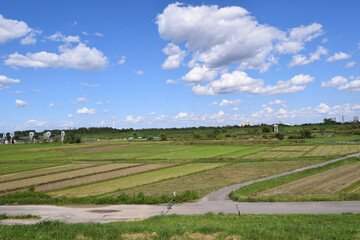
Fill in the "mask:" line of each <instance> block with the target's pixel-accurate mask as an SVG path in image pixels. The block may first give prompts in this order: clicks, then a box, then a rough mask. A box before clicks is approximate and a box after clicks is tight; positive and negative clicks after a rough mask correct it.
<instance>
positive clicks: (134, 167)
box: [36, 163, 176, 192]
mask: <svg viewBox="0 0 360 240" xmlns="http://www.w3.org/2000/svg"><path fill="white" fill-rule="evenodd" d="M175 165H176V164H171V163H155V164H147V165H140V166H135V167H129V168H126V169H119V170H115V171H110V172H105V173H98V174H94V175H90V176H84V177H78V178H73V179H67V180H63V181H58V182H54V183H48V184H43V185H40V186H38V187H36V191H40V192H47V191H53V190H57V189H63V188H68V187H73V186H79V185H84V184H89V183H94V182H101V181H105V180H109V179H113V178H119V177H124V176H128V175H131V174H136V173H141V172H147V171H151V170H155V169H160V168H166V167H171V166H175Z"/></svg>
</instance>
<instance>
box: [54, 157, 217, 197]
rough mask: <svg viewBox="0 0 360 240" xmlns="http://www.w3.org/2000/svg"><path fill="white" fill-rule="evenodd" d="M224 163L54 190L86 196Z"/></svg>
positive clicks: (200, 166)
mask: <svg viewBox="0 0 360 240" xmlns="http://www.w3.org/2000/svg"><path fill="white" fill-rule="evenodd" d="M222 165H224V164H223V163H194V164H185V165H180V166H175V167H169V168H165V169H160V170H155V171H150V172H145V173H141V174H136V175H131V176H127V177H122V178H117V179H112V180H108V181H104V182H99V183H93V184H88V185H84V186H79V187H74V188H69V189H64V190H59V191H55V192H52V193H51V195H53V196H68V197H84V196H94V195H101V194H105V193H110V192H114V191H117V190H122V189H127V188H132V187H136V186H141V185H145V184H150V183H154V182H159V181H163V180H166V179H171V178H178V177H181V176H184V175H188V174H192V173H196V172H201V171H206V170H209V169H213V168H217V167H220V166H222Z"/></svg>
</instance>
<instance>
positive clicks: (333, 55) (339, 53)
mask: <svg viewBox="0 0 360 240" xmlns="http://www.w3.org/2000/svg"><path fill="white" fill-rule="evenodd" d="M350 57H351V55H349V54H347V53H343V52H338V53H335V54H334V55H333V56H331V57H329V58H328V59H327V60H326V61H327V62H335V61H339V60H343V59H348V58H350Z"/></svg>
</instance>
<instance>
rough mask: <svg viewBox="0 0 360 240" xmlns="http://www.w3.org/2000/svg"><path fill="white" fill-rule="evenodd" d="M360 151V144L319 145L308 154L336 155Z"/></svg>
mask: <svg viewBox="0 0 360 240" xmlns="http://www.w3.org/2000/svg"><path fill="white" fill-rule="evenodd" d="M356 152H360V145H333V146H329V145H328V146H317V147H316V148H315V149H313V150H312V151H310V152H309V153H307V154H306V156H335V155H346V154H352V153H356Z"/></svg>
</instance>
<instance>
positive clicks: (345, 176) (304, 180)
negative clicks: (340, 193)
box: [256, 163, 360, 196]
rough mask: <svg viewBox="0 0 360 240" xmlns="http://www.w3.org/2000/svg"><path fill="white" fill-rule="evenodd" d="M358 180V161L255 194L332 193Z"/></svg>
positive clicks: (329, 193) (333, 192)
mask: <svg viewBox="0 0 360 240" xmlns="http://www.w3.org/2000/svg"><path fill="white" fill-rule="evenodd" d="M358 180H360V163H352V164H347V165H344V166H340V167H337V168H334V169H330V170H328V171H325V172H322V173H318V174H315V175H312V176H309V177H305V178H302V179H299V180H296V181H293V182H289V183H286V184H283V185H281V186H277V187H274V188H271V189H268V190H265V191H261V192H259V193H257V194H256V196H270V195H299V196H304V195H312V194H333V193H336V192H338V191H340V190H341V189H343V188H345V187H347V186H349V185H351V184H352V183H354V182H356V181H358Z"/></svg>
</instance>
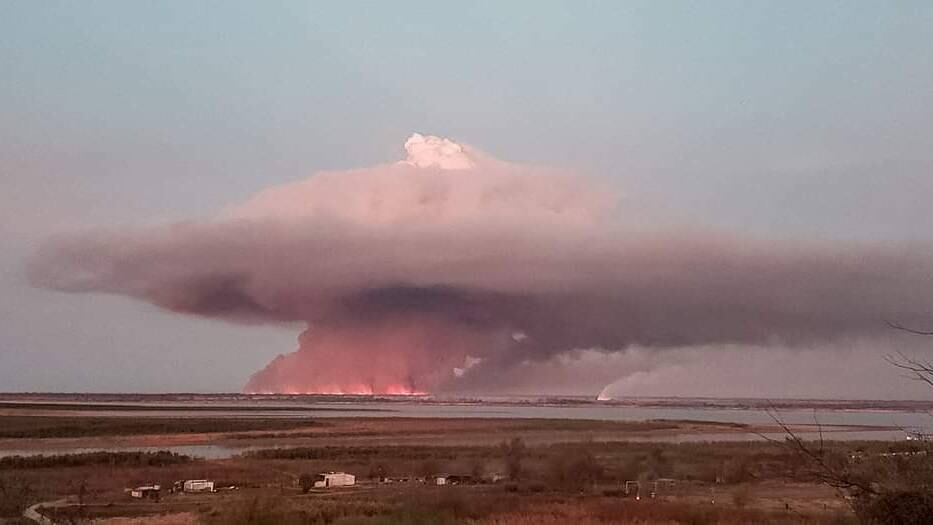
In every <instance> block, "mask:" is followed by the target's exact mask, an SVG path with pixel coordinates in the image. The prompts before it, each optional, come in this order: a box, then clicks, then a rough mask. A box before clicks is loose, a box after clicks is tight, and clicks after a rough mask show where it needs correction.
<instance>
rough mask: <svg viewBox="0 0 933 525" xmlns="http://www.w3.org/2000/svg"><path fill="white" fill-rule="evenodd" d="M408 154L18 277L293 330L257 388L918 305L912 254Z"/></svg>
mask: <svg viewBox="0 0 933 525" xmlns="http://www.w3.org/2000/svg"><path fill="white" fill-rule="evenodd" d="M405 150H406V153H407V155H406V158H405V159H404V160H402V161H400V162H396V163H392V164H386V165H382V166H376V167H372V168H367V169H359V170H349V171H336V172H324V173H319V174H317V175H315V176H313V177H311V178H309V179H307V180H305V181H301V182H297V183H293V184H287V185H283V186H278V187H274V188H270V189H268V190H266V191H263V192H261V193H259V194H258V195H256V196H255V197H254V198H252V199H250V200H248V201H247V202H245V203H243V204H241V205H238V206H233V207H231V208H229V209H227V210H225V211H224V212H223V213H222V214H220V215H219V216H218V217H217V218H216V219H214V220H211V221H203V222H189V223H182V224H175V225H170V226H163V227H153V228H148V229H142V230H132V231H116V232H91V233H87V234H82V235H70V236H65V237H62V238H59V239H55V240H53V241H50V242H49V243H48V244H46V245H45V246H44V247H43V248H42V249H41V250H40V251H39V253H38V254H37V255H36V257H35V258H34V260H32V261H31V264H30V268H29V269H30V275H31V278H32V280H33V282H34V283H36V284H37V285H40V286H45V287H50V288H55V289H59V290H65V291H72V292H105V293H117V294H122V295H128V296H132V297H137V298H139V299H142V300H145V301H148V302H150V303H152V304H155V305H158V306H160V307H163V308H166V309H170V310H172V311H176V312H183V313H189V314H195V315H202V316H209V317H218V318H224V319H228V320H231V321H238V322H251V323H256V322H267V323H268V322H283V321H302V322H305V323H307V326H308V328H307V330H306V331H305V332H304V333H303V334H302V336H301V337H300V338H299V347H298V350H297V351H295V352H293V353H291V354H287V355H284V356H281V357H279V358H277V359H276V360H275V361H273V362H272V363H270V364H269V365H268V366H267V367H266V368H265V369H264V370H262V371H260V372H258V373H256V374H255V375H254V376H253V378H252V379H251V380H250V382H249V385H248V386H247V388H246V389H247V390H248V391H262V392H344V393H350V392H374V393H402V392H419V391H438V390H444V389H471V390H483V389H484V388H486V387H487V386H488V385H490V384H495V383H496V379H497V378H498V377H503V373H504V372H510V373H511V372H515V370H519V369H520V367H521V366H523V364H524V363H529V362H540V361H544V360H548V359H551V358H553V357H555V356H559V355H561V354H562V353H563V352H567V351H569V350H572V349H575V348H599V349H603V350H604V351H607V352H611V351H617V350H624V349H626V348H629V347H631V346H632V345H639V346H643V347H646V348H651V349H659V348H680V349H683V348H691V347H700V346H709V345H717V344H753V345H759V346H762V347H768V346H769V345H780V346H781V347H785V348H786V347H788V346H794V345H801V344H807V345H809V344H818V343H822V342H825V341H832V340H838V339H839V338H841V337H860V336H862V335H873V334H875V333H877V332H879V331H884V330H885V329H884V325H883V323H881V322H880V320H881V319H882V318H883V317H885V316H889V317H891V318H895V319H898V320H900V321H902V322H905V323H908V322H911V321H917V320H921V319H923V318H924V316H925V314H927V313H928V312H931V311H933V296H931V295H930V294H929V293H927V288H926V283H928V279H929V276H930V275H931V274H933V263H931V261H933V257H931V256H930V253H929V250H928V249H927V248H926V247H903V246H884V245H852V244H841V243H807V242H789V241H782V242H769V241H763V240H755V239H749V238H744V237H740V236H735V235H725V234H717V233H711V232H706V231H703V230H700V229H697V228H682V229H670V228H667V229H661V228H652V227H650V226H645V224H646V222H649V221H647V220H646V219H645V218H644V217H639V218H633V217H630V216H627V215H626V210H625V208H624V206H623V207H621V208H616V203H617V199H616V196H615V194H614V192H612V191H610V189H609V188H606V187H601V186H600V185H598V184H596V183H595V182H593V181H592V180H587V179H585V178H581V177H579V176H573V175H571V174H568V173H563V172H559V171H555V170H548V169H543V168H539V167H531V166H525V165H516V164H511V163H507V162H503V161H499V160H496V159H492V158H490V157H488V156H486V155H484V154H482V153H481V152H479V151H477V150H475V149H473V148H471V147H469V146H467V145H463V144H458V143H455V142H453V141H450V140H447V139H442V138H438V137H432V136H421V135H418V134H415V135H413V136H412V137H411V138H410V139H409V140H408V141H407V142H406V143H405ZM506 375H507V374H506ZM594 386H595V388H597V389H598V388H600V387H602V386H603V385H602V384H600V385H594ZM541 389H542V390H547V385H542V387H541Z"/></svg>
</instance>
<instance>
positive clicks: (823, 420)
mask: <svg viewBox="0 0 933 525" xmlns="http://www.w3.org/2000/svg"><path fill="white" fill-rule="evenodd" d="M80 405H81V404H80V403H74V402H69V403H68V405H67V412H68V414H69V415H74V416H110V417H114V416H119V417H175V418H177V417H192V418H194V417H231V418H232V417H236V418H303V417H306V418H309V419H310V418H322V417H356V418H366V417H382V418H393V417H394V418H536V419H537V418H540V419H578V420H579V419H593V420H605V421H646V420H654V419H667V420H695V421H717V422H730V423H744V424H752V425H756V424H763V425H773V424H774V422H775V420H774V417H777V418H779V419H780V421H782V422H784V423H786V424H788V425H819V426H821V427H822V429H823V434H822V437H823V438H824V439H838V440H884V441H890V440H903V439H905V438H906V436H907V432H923V433H931V432H933V416H931V415H930V414H929V413H928V412H926V411H921V410H912V411H909V410H881V409H836V408H828V407H825V406H822V407H819V408H793V409H785V410H779V411H776V412H775V411H769V410H765V409H763V408H730V407H706V406H704V407H691V406H680V407H678V406H630V405H616V404H600V403H580V404H534V403H496V402H469V403H456V402H431V401H424V400H420V401H410V402H406V401H385V402H380V401H363V402H311V403H266V404H265V405H263V404H257V403H255V402H252V401H250V402H236V401H233V402H231V401H229V400H228V401H225V402H223V403H222V404H220V403H203V402H198V403H170V404H169V403H159V404H153V403H139V404H127V403H119V404H114V405H113V408H109V407H106V406H103V405H107V404H106V403H88V404H87V405H86V408H82V406H80ZM44 408H45V409H52V410H55V408H56V407H55V405H54V404H53V403H50V404H49V405H44ZM62 408H63V409H65V406H62ZM838 426H848V427H861V428H858V429H857V430H848V431H844V432H842V431H838V429H837V428H834V427H838ZM869 427H874V428H869ZM800 436H801V437H803V438H805V439H818V438H819V437H820V434H819V433H817V432H803V433H801V434H800ZM766 437H768V438H773V439H783V437H784V435H783V434H780V433H773V434H770V435H767V436H766ZM626 439H631V440H633V441H656V442H697V441H749V440H761V439H764V438H763V437H762V436H761V435H759V434H755V433H742V432H729V433H721V434H716V433H713V434H710V433H703V434H696V433H693V434H682V435H663V436H650V437H637V438H626ZM251 448H254V447H248V446H244V447H231V446H224V445H214V444H208V445H184V446H169V447H125V448H123V447H121V448H107V449H96V448H60V447H55V448H49V449H39V448H32V447H31V448H30V449H28V450H25V449H24V450H17V449H12V448H9V449H0V457H2V456H11V455H36V454H66V453H80V452H95V451H102V450H108V451H134V450H140V451H155V450H171V451H173V452H178V453H180V454H186V455H191V456H199V457H204V458H208V459H219V458H228V457H231V456H234V455H236V454H239V453H242V452H244V451H247V450H250V449H251ZM264 448H267V447H264Z"/></svg>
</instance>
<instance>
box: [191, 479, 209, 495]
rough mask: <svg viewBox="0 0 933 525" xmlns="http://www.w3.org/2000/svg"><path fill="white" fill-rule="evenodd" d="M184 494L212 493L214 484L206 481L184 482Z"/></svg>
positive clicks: (203, 479) (202, 479) (204, 479)
mask: <svg viewBox="0 0 933 525" xmlns="http://www.w3.org/2000/svg"><path fill="white" fill-rule="evenodd" d="M184 488H185V492H214V482H213V481H208V480H206V479H189V480H187V481H185V485H184Z"/></svg>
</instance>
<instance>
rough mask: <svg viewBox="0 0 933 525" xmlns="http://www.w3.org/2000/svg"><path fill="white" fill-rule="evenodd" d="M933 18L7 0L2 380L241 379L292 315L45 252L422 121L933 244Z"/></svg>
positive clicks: (2, 210)
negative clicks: (86, 268) (92, 266)
mask: <svg viewBox="0 0 933 525" xmlns="http://www.w3.org/2000/svg"><path fill="white" fill-rule="evenodd" d="M930 28H933V3H930V2H926V1H914V2H907V1H903V2H876V1H846V2H831V1H819V2H809V1H779V2H778V1H775V2H753V1H709V2H685V1H681V2H677V1H670V2H656V1H645V2H619V1H607V2H569V1H568V2H544V1H534V2H532V1H522V2H520V1H512V2H456V3H455V2H437V1H433V2H258V1H256V2H232V1H217V2H188V1H177V2H174V1H165V2H142V1H108V2H103V1H96V2H95V1H86V2H52V1H42V2H36V1H31V0H24V1H14V0H5V1H0V75H2V76H0V183H2V186H0V190H2V191H0V245H2V246H3V250H2V253H0V391H9V390H95V391H97V390H147V391H150V390H151V391H160V390H236V389H238V388H239V387H240V386H241V385H242V384H243V383H244V382H245V380H246V378H247V377H248V375H249V374H250V373H251V372H253V371H254V370H256V369H258V368H259V367H260V366H262V365H263V364H264V363H265V362H266V361H267V360H268V359H270V358H271V357H272V356H274V355H275V354H277V353H280V352H285V351H289V350H291V349H292V347H293V346H294V337H295V335H296V333H297V332H296V330H295V329H294V328H273V327H240V326H233V325H230V324H226V323H222V322H217V321H204V320H200V319H191V318H185V317H181V316H176V315H171V314H167V313H164V312H159V311H156V310H155V309H154V308H152V307H149V306H146V305H142V304H138V303H135V302H131V301H129V300H125V299H119V298H112V297H99V296H69V295H64V294H57V293H54V292H48V291H41V290H33V289H30V288H29V287H28V285H26V284H25V282H24V280H23V276H22V261H23V258H24V257H25V256H26V255H27V254H28V253H30V251H31V250H32V249H34V247H35V245H36V243H37V242H39V241H40V240H41V239H43V238H45V237H46V236H48V235H50V234H52V233H55V232H56V231H62V230H67V229H70V228H74V227H82V226H98V225H106V226H111V225H122V224H145V223H152V222H160V221H166V220H177V219H184V218H190V217H203V216H207V215H210V214H211V213H213V212H214V211H216V210H217V209H219V208H221V207H223V206H224V205H226V204H228V203H231V202H235V201H238V200H241V199H243V198H245V197H246V196H248V195H250V194H251V193H253V192H255V191H257V190H259V189H261V188H264V187H266V186H269V185H271V184H276V183H280V182H284V181H289V180H295V179H299V178H303V177H306V176H308V175H310V174H311V173H313V172H315V171H317V170H320V169H333V168H349V167H358V166H366V165H371V164H374V163H378V162H385V161H390V160H394V159H396V158H398V157H399V156H400V155H401V143H402V141H404V139H405V137H407V136H408V135H409V134H410V133H411V132H412V131H422V132H428V133H434V134H440V135H446V136H450V137H452V138H455V139H459V140H462V141H464V142H468V143H471V144H473V145H475V146H477V147H479V148H481V149H485V150H487V151H489V152H491V153H492V154H494V155H496V156H499V157H503V158H506V159H509V160H516V161H527V162H533V163H536V164H549V165H556V166H562V167H569V168H573V169H576V170H578V171H580V172H581V173H583V174H585V175H587V176H597V177H606V178H608V179H610V180H613V181H614V182H615V183H616V184H618V185H619V186H620V187H621V188H622V191H623V192H624V194H625V195H626V198H627V199H628V201H627V202H628V206H630V209H642V208H643V209H651V210H652V211H653V212H657V211H659V210H660V211H662V212H664V214H667V215H669V216H671V217H676V218H677V219H678V220H688V221H690V222H691V223H694V224H701V225H708V226H710V227H716V228H724V229H730V230H737V231H743V232H750V233H753V234H755V235H767V236H774V237H794V238H812V239H865V240H888V239H896V240H901V239H907V240H913V241H930V240H933V233H931V229H930V226H929V225H930V224H933V211H931V210H930V208H931V206H930V204H929V202H930V200H931V199H930V198H931V196H933V31H931V29H930ZM623 205H625V204H623Z"/></svg>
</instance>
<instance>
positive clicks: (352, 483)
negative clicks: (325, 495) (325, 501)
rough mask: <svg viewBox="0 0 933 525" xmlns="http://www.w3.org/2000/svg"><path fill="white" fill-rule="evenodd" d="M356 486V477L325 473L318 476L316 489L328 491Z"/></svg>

————

In the records above, find the lines holding "image". Copy each one.

- THE COMPLETED TASK -
Fill in the "mask:" line of each <instance> block with the target's pixel-accurate mask as an SVG path in image pixels. The block may first give prompts in this order: clicks, then a box, then a rough mask. A box before clicks is approximate and a box after clicks is tight; positive and negative clicks after a rough mask correct it.
In every <instance> block, "mask:" is followed by the target's exact mask, an SVG path with pixel coordinates in the image. The prompts before it, each optional, come in this order: a box, then clicks, then a rough mask. A box before clicks is loose, a box after clicks is tight, and clicks after a rough mask show where it needs correction.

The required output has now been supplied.